==== Supplied data

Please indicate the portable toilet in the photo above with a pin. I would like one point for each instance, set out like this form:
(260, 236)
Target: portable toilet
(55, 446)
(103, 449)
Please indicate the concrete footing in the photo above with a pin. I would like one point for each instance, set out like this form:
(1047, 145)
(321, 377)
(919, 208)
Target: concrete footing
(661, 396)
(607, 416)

========
==== Supplied data

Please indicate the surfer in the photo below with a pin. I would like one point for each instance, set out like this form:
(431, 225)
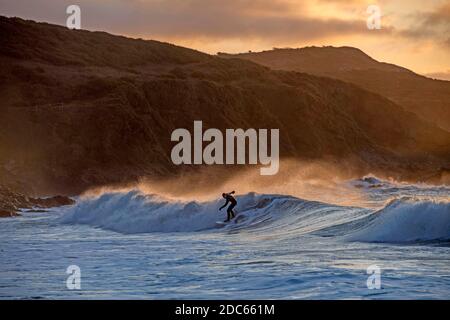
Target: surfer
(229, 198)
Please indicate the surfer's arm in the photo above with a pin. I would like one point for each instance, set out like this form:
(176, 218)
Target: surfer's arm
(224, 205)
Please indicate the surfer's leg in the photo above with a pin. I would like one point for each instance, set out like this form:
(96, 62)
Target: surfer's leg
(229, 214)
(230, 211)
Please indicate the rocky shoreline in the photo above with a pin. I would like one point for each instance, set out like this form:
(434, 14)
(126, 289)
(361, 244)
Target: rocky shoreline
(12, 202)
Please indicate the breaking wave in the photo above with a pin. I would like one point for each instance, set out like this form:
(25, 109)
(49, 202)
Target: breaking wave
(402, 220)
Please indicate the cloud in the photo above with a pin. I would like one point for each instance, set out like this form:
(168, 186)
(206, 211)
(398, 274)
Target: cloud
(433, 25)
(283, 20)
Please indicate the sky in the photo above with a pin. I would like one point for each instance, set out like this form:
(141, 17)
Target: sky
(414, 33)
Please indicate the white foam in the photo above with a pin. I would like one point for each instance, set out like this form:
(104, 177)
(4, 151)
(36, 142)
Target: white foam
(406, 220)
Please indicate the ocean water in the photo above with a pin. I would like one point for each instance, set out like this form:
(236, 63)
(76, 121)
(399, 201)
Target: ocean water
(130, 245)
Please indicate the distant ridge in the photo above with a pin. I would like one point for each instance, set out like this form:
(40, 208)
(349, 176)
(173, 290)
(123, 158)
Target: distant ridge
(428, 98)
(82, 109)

========

**What to do**
For each line above that holds the string "would", provide a copy of that line.

**Output for this exercise**
Please indicate the portable toilet in the photo above with a pin. I would like one point for each instance, set out like this form:
Please indicate the concrete footing in the photo above with a pin. I would like one point for each instance, set out like this form:
Please indicate the surfer in the photo below with a pin. I would like one point for each instance, set out like this form:
Please indicate the surfer's arm in the photo above with a pin. I would like one point for each instance, set out like this form:
Please indicate the surfer's leg in the photo above with a pin. I would like one point for each instance, set out like this form:
Please indicate the rocky shoreline in the photo above with a pin. I would like one point for each instance, set out like this form:
Please indicate the breaking wave in the photo above with a pin. I would like one point for each instance, set out like this form:
Please indicate the cloud in the photo above with a pin. I would like one point for each instance, set out like this form:
Please indicate the sky in the photo above with a pin. I would like one point for each instance, set out like this form:
Please indicate the white foam in the photo above with a pin. I would like one point for each instance, set out like this form:
Please indicate the ocean water in the photo above with a pin. I would like one point for each instance, set out like this form:
Please indicate the distant ridge in the photo above with a pin. I would like one point for each instance, set out like this form:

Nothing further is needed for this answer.